▶ _Goal_
Please recast all the items below as a Markdown table with two columns, Row and Text, giving each non-blank line its own numbered row and leaving out blank lines.

▶ _Stored rows_

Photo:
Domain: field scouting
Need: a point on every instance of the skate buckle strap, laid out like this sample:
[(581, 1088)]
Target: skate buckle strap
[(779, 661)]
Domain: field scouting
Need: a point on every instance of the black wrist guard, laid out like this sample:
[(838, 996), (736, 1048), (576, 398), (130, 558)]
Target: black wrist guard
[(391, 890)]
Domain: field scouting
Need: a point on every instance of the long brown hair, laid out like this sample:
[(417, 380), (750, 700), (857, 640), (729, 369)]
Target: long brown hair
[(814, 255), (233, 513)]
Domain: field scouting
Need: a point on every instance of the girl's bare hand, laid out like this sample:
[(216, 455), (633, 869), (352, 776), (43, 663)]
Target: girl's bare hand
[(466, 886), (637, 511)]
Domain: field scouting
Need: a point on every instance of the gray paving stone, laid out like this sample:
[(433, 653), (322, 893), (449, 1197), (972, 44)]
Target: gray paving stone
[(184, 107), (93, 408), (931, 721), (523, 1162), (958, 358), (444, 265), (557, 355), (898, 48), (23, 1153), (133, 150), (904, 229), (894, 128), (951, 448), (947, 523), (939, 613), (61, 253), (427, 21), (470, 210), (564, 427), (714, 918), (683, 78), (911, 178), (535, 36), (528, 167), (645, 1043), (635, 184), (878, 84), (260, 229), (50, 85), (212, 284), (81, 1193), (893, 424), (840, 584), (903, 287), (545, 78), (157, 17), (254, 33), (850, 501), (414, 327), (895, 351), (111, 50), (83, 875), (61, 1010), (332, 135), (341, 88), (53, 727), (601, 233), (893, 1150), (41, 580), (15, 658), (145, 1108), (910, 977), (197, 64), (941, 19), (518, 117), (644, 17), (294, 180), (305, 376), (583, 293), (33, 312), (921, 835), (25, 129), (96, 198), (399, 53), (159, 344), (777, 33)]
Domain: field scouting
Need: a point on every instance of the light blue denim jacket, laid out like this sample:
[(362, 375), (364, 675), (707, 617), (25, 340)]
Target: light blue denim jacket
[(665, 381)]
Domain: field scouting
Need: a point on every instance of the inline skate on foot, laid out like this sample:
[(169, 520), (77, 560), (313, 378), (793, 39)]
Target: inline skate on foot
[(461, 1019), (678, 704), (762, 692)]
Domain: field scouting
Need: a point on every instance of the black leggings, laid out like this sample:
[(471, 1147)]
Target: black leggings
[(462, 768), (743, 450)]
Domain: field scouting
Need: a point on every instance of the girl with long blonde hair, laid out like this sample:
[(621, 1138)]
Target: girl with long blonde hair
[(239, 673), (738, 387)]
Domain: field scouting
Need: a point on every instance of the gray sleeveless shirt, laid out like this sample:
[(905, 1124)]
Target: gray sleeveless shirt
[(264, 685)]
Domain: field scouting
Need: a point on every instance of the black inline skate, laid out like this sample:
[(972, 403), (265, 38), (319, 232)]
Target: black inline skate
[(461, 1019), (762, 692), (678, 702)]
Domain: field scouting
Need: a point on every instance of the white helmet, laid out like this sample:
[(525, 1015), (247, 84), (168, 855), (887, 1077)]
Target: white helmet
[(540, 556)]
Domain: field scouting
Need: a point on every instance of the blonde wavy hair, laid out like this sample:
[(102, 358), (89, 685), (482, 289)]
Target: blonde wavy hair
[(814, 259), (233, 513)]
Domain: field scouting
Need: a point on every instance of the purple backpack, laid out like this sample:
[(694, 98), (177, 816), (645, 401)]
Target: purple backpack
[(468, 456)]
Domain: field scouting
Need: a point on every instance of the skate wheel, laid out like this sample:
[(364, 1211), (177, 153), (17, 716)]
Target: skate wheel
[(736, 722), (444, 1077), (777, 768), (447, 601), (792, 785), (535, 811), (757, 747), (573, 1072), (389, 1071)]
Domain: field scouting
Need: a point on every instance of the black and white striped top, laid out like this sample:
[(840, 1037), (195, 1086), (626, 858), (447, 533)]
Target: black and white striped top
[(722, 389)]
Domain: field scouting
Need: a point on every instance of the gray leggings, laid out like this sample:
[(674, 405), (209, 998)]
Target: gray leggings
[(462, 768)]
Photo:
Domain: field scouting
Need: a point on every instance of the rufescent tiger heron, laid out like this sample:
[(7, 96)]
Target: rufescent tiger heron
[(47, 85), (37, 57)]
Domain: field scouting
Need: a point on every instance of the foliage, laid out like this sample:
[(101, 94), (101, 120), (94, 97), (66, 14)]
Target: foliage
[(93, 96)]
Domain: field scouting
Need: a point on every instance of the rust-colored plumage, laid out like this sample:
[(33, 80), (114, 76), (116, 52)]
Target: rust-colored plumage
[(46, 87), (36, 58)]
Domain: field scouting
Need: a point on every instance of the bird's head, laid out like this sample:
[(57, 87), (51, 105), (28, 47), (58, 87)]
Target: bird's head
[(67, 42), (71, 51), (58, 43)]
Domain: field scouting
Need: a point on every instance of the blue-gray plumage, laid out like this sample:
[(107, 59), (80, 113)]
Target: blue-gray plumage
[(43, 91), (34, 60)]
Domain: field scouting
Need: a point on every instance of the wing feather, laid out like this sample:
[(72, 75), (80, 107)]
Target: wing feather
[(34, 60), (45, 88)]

▶ _Task answer_
| Row | Text |
|---|---|
| 1 | Photo: |
| 2 | Domain: field scouting |
| 3 | Need: a point on every instance of the skate buckle strap, laid out like this sample: |
| 4 | [(581, 1088)] |
| 5 | Target: skate buckle strap |
| 6 | [(779, 661)] |
| 7 | Domain: field scouting |
| 8 | Need: a point on every instance of the black wrist guard, laid out like this sample: |
| 9 | [(838, 996), (736, 1048), (576, 398), (130, 558)] |
| 10 | Target: black wrist guard |
| 11 | [(391, 890)] |
| 12 | Domain: field scouting |
| 13 | Need: a point on every instance of the long brown hair, laid out like this sample: |
| 14 | [(417, 380), (750, 700), (857, 640), (729, 369)] |
| 15 | Target: long brown hair |
| 16 | [(814, 255), (233, 513)] |
| 17 | Domain: field scouting |
| 18 | Need: a point on every instance of the girl's bare hand, laid out like this sample: |
| 19 | [(216, 455), (633, 869), (352, 776), (43, 663)] |
| 20 | Target: girl's bare hand |
| 21 | [(466, 886), (637, 511)] |
| 22 | Domain: field scouting |
| 23 | Need: a point on every instance of the gray paving stone, laid out like this sample: |
| 24 | [(433, 653), (322, 893), (449, 1197), (972, 44)] |
| 25 | Target: gray paving stone |
| 26 | [(184, 107), (93, 408), (931, 721), (523, 1162), (958, 358), (444, 265), (557, 355), (898, 48), (23, 1153), (133, 150), (904, 229), (894, 128), (951, 448), (947, 523), (939, 613), (61, 253), (427, 21), (470, 210), (564, 427), (714, 918), (683, 78), (911, 178), (535, 36), (528, 167), (645, 1043), (635, 184), (878, 84), (260, 229), (50, 85), (212, 284), (81, 1193), (893, 424), (840, 584), (903, 287), (545, 78), (157, 17), (254, 33), (850, 501), (414, 327), (895, 351), (111, 50), (83, 875), (61, 1010), (332, 135), (341, 88), (53, 727), (601, 233), (893, 1150), (41, 580), (15, 658), (145, 1108), (910, 977), (197, 64), (941, 19), (518, 117), (644, 17), (294, 180), (305, 376), (583, 293), (33, 312), (921, 835), (25, 129), (96, 198), (399, 53), (159, 344), (777, 33)] |
| 27 | Domain: field scouting |
| 28 | Need: a point on every instance of the light blue denim jacket, laid out like this sample: |
| 29 | [(362, 375), (364, 675), (707, 617), (25, 340)] |
| 30 | Target: light blue denim jacket |
| 31 | [(665, 381)] |
| 32 | Domain: field scouting |
| 33 | Need: a point on every instance of the inline skate on foot, laid out like this sample: |
| 34 | [(169, 520), (77, 560), (313, 378), (793, 39)] |
| 35 | Target: inline skate on foot |
| 36 | [(461, 1019), (678, 704), (762, 692)] |
| 37 | Domain: field scouting |
| 38 | Need: a point on every instance of the black leggings, laid out like this sample: |
| 39 | [(471, 1147)] |
| 40 | Target: black leggings |
| 41 | [(462, 768), (743, 450)] |
| 42 | Domain: field scouting |
| 43 | Need: a point on every instance of the girl with long blonde hair, laid out like this sample: |
| 44 | [(621, 1138)] |
| 45 | Target: girl with long blonde hair |
| 46 | [(239, 673), (738, 387)] |
| 47 | Domain: field scouting |
| 48 | Need: a point on every instance of the gray sleeveless shirt, laid out like this sample: |
| 49 | [(905, 1124)] |
| 50 | Target: gray sleeveless shirt |
| 51 | [(264, 685)] |
| 52 | Domain: field scouting |
| 53 | Need: a point on every instance of the black inline skate, laid out like this sample: |
| 54 | [(972, 403), (265, 38), (319, 232)] |
| 55 | Target: black inline skate |
| 56 | [(461, 1019), (762, 692), (678, 702)] |
| 57 | Domain: field scouting |
| 58 | Need: a point on every instance of the white helmet, laid out like this sample: |
| 59 | [(525, 1015), (247, 84), (168, 855), (887, 1077)] |
| 60 | Target: white helmet |
| 61 | [(540, 556)] |
| 62 | Domain: field scouting |
| 63 | Need: a point on every instance of the blonde wavy hair, laid out like this sample: |
| 64 | [(102, 358), (89, 685), (482, 289)] |
| 65 | Target: blonde wavy hair |
| 66 | [(814, 259), (233, 513)] |
| 67 | Domain: field scouting |
| 68 | Need: a point on every instance of the purple backpack, laid out like this sample: |
| 69 | [(694, 98), (177, 816), (645, 401)] |
| 70 | Target: purple backpack |
| 71 | [(468, 456)] |
| 72 | Domain: field scouting |
| 73 | Need: a point on every instance of the skate wheel, laid out like this sample: |
| 74 | [(364, 1211), (177, 153), (17, 716)] |
| 75 | Target: skate wheel |
| 76 | [(736, 722), (444, 1077), (777, 768), (447, 601), (792, 785), (535, 811), (757, 747), (573, 1072), (389, 1071)] |
| 77 | Domain: field scouting |
| 78 | Need: a point on every instance of the black and white striped top, laid out like this sample: |
| 79 | [(840, 1037), (195, 1086), (626, 858), (447, 533)] |
| 80 | Target: black and white striped top |
| 81 | [(722, 389)] |
| 82 | Domain: field scouting |
| 83 | Need: a point on every instance of the gray leggings, laid out like this sample: |
| 84 | [(674, 405), (209, 998)] |
| 85 | Target: gray leggings |
| 86 | [(462, 768)] |
| 87 | Photo: |
| 88 | Domain: field scouting |
| 89 | Need: a point on every instance of the rufescent tiger heron, laid out like this sample: |
| 90 | [(7, 96)] |
| 91 | Target: rufescent tiger heron |
| 92 | [(47, 85), (37, 57)] |
| 93 | Domain: field scouting |
| 94 | Need: a point on every instance of the foliage, laid out like this sample: |
| 95 | [(101, 94), (101, 120), (94, 97), (66, 14)] |
| 96 | Target: foliage |
| 97 | [(93, 96)] |
| 98 | Domain: field scouting |
| 99 | Need: a point on every instance of the rust-colored plumage, laid out like this sample: |
| 100 | [(33, 80), (114, 76), (116, 52)] |
| 101 | Target: rust-colored plumage |
| 102 | [(46, 87), (36, 58)] |
| 103 | Domain: field scouting |
| 104 | Need: a point on every instance of the bird's head, laid out like this sample: |
| 105 | [(57, 87), (51, 105), (28, 47), (58, 87)] |
| 106 | Target: bird's head |
| 107 | [(67, 42), (71, 51), (58, 43)] |
| 108 | Domain: field scouting |
| 109 | Need: a point on every instance of the blue-gray plumage, laid out like this sample: |
| 110 | [(107, 59), (80, 113)] |
| 111 | Target: blue-gray plumage |
| 112 | [(43, 91), (34, 60)] |
| 113 | Domain: field scouting |
| 114 | Need: a point on every instance of the wing feather, laid out like this sample: |
| 115 | [(72, 75), (80, 107)] |
| 116 | Target: wing feather |
| 117 | [(34, 60), (45, 88)] |